* **What is required**:
This exercise calls for all the entries that follow to be set down exactly, without their images.

(Dataset records)
______________________________

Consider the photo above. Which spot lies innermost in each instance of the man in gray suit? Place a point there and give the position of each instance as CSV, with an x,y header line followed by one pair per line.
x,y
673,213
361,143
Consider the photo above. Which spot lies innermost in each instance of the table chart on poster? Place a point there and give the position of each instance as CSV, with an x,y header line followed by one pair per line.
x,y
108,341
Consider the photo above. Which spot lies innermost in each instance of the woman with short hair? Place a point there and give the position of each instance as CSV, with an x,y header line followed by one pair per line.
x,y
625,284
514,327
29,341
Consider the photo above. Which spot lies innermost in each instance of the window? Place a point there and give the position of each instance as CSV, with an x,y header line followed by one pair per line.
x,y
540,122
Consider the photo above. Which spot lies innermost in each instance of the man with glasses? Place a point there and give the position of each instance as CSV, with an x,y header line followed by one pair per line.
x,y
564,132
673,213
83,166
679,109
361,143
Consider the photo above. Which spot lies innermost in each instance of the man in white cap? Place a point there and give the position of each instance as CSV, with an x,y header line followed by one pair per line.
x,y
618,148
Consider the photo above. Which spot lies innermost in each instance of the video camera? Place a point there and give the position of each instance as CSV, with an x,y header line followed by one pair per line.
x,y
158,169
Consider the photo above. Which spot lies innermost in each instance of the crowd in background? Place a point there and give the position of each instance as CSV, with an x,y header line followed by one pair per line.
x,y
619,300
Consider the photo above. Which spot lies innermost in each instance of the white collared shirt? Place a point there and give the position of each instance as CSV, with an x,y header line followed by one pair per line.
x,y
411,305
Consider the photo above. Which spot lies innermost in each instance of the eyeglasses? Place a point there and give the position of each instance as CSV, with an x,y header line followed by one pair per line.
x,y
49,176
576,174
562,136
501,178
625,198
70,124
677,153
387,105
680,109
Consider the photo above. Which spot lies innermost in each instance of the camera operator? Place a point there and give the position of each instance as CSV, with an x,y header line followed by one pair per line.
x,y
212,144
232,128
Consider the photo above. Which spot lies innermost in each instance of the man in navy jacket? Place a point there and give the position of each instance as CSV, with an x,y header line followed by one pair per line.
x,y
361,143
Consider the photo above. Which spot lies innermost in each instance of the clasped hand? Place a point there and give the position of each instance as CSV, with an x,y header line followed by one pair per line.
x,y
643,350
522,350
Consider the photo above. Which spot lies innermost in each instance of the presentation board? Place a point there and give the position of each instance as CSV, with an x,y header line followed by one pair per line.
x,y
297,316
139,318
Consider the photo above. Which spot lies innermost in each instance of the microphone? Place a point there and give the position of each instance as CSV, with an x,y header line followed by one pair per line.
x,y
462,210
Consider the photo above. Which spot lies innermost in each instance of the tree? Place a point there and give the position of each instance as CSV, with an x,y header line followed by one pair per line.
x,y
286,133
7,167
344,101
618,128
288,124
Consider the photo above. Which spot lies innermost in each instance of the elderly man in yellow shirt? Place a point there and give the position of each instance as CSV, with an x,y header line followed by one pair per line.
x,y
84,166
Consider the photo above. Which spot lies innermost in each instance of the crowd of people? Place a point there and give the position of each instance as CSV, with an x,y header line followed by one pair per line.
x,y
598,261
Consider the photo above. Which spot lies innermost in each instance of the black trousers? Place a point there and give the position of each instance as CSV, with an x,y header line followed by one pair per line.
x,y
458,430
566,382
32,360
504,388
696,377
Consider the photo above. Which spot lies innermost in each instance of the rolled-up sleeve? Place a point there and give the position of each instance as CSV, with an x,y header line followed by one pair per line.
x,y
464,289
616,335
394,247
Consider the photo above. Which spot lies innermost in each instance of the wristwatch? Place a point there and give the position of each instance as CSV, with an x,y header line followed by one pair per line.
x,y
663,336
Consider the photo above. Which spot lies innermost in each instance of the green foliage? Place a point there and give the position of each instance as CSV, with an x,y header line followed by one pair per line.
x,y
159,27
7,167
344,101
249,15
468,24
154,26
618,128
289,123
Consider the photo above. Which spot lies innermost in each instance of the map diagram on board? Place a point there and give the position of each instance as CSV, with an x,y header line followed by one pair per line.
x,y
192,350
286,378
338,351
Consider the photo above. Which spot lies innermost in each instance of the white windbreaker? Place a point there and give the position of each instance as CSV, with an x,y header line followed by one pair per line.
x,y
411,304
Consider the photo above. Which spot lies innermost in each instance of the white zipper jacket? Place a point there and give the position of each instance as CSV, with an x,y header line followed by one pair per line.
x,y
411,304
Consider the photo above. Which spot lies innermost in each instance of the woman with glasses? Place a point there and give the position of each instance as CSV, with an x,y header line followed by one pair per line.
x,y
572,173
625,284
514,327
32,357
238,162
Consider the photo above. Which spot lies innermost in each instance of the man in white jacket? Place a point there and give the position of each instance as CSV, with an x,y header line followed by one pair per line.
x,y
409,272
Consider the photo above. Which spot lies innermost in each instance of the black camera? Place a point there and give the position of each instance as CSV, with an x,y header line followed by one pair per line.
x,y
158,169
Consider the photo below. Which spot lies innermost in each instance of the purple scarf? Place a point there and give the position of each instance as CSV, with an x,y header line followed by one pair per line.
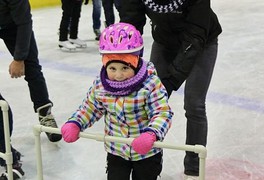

______________________________

* **Answer to the exercise**:
Consider the photo above. Which spot lies innermost in each instance of the man in gray suit? Place a point there and give the position of each instance as CSV, with an x,y header line followed by one pair per line.
x,y
673,213
361,143
Consider the photo above. Which spot lies innermost in each instance of the table chart on poster? Place a point there and give the position of each instance as CSV, with an x,y header line followed by one pair per line.
x,y
108,341
Consider the photo above. Which spot lies innermost in each instance of the woman with short hair? Place a point there and give the position of each instance as CSV, with an x,y header line followed by one pair per line.
x,y
625,284
514,327
29,341
Consider the photo above. Which spot lies innermost in each instance of the window? Place a point there and give the position of each instance as CSV, with an x,y header line followed by one pair per line.
x,y
540,122
Consider the photo above. Which spot lies innermost in each instance of the man with glasses? Place a point there and give the position of each instance as CSV, with an x,y header line followed by one pair per line.
x,y
564,132
673,213
83,166
679,109
361,143
Consider the photo above. Which spot lies innermost in each instance of the man in white cap? Place a point there and give the position of each instance as CSV, with an x,y header line followed by one pair per line.
x,y
618,148
Consider the photo above. Which spot lies innermost in each instance of the video camera? Place a point there and give the position of each instance as CSV, with an x,y header line followed by one pair per line.
x,y
158,169
Consider the photo above. Which spot lies innermost in each instance of the crowd in background? Place a point there and give the position of each instance as CSV, with an x,y header line followed by one pair per line.
x,y
619,300
Consider the photo above. Which spot lies innermost in each instance of the white collared shirt? Place a point there and give the position of each instance as CSV, with an x,y header line followed by one pair per line.
x,y
411,305
Consider the photo above. Which spot lies innermost in each instance of the eyeglasses? Place a point there and give the position of each instance as CSV, with an x,y header line followed by one pair per line.
x,y
49,176
576,174
562,136
501,178
625,198
70,124
677,153
387,105
680,109
Consider the photo above. Which spot lies innermost in each instance of the camera operator? Place a point there and give the position of each instance as CSV, with an x,y header line followed by one pair per line.
x,y
212,144
232,128
Consider the photo above. Which spot lies innermost in each instance of the man in navy jacket? Place a point there and give the position of each instance as CSV, with an x,y header line followed by one pair per line.
x,y
361,143
Consider the photo above. Which spot lies innermost in each instance of the clasped hand? Place a point there and give the position of each instance as CSV, with an x,y header line followed by one pair per line.
x,y
643,350
522,350
Consider the photo above. Which spot lies innermost in each instance of the presentation board? Place a point there and give the position of each instance as CSV, with an x,y header line followed by one pair per line.
x,y
297,316
139,318
Consider the photo above. Which spot lies innermost in each instance of the microphone? Place a point there and give the position of each instance as CSV, with an x,y header line followed by one pair per line.
x,y
462,210
Consider the photo above. Which spot lies innermost in each instance of the tree? Place a point there and give the position of each instance as CSV, with an x,y header line followed by one pair per line.
x,y
286,133
7,167
344,101
618,128
288,124
Consider the photo above. Which spot lies innermost in each instance of the elderly man in yellow shirt? Place a point there and give the position of each instance as CSV, with an x,y header line followed by one pair per line.
x,y
84,166
Consider the photo above. Which spot lies innermost in each instance of the crowd of people? Place a point there and give the position of each instance as CSV, with an x,y header line followed by one pair per line.
x,y
598,261
Consider the photo above. Which spot lies innermost in each instance of the black trousers? Place a point there and give the position of each instance as CSV, with an x,y header line followed by one pair per line.
x,y
458,430
566,382
32,360
504,388
696,377
Consider the photo above. Which spot lies innermost in each instance of the rolled-up sleeve? Place a point there and give the position of each instance as CSV, with an x,y header line followed by one pair per line.
x,y
464,289
616,335
394,247
Consider the photo above. Which spot lies innermost in each instance of the wristwatch? Place a point there and give the position of each instance as CSV, with an x,y header line followed by one pair per line.
x,y
663,336
Consider the photo above. Which spot lies innermost in each instance of the green foliage? Place a point there and give the position of each instance as CSV, with an x,y header line followed by one pair per line.
x,y
159,27
7,167
344,101
249,15
468,24
154,26
618,128
289,123
Consider the photo above. Which spot lies innermost in each instance of the map diagram on board? Place a point there and give the position of each instance as CSV, with an x,y header line followed by one pair per line.
x,y
192,350
286,378
338,351
Consider the photo above. Which spot lies innermost in each instance of the white windbreaker? Place a point there and give the position of each instance as CSV, with an x,y header line followed by one pair per line.
x,y
411,304
Consider the photo above. Which spot lies innermost in each instance of the white zipper jacket? Place a point there and give the position of each instance as CSV, with an x,y header line followed by one pair per line.
x,y
411,304
Consider the photo above. Which spot lies innermost in each instance of the woman with glasses? Place a point there and give the position of each instance as CSV, with an x,y header line followed by one pair per line.
x,y
572,173
625,284
514,327
32,357
238,162
Consider the photo above. Which spot lies innermost in each instance of the man in white jacket? Place a point there and give the position of each instance as CSV, with an x,y header line followed by one pair per line.
x,y
409,272
Consider the photo above. Which spot lies innermost in each instance of the black camera? Place a point there and give the position of each instance as CSV, with an x,y header line followed by one pair per line.
x,y
158,169
Consider the photo below. Which spot lies innermost in each instance of the purple scarf? Place a point there and give the position of each instance as CSV, with an x,y header line followed by one pair per line.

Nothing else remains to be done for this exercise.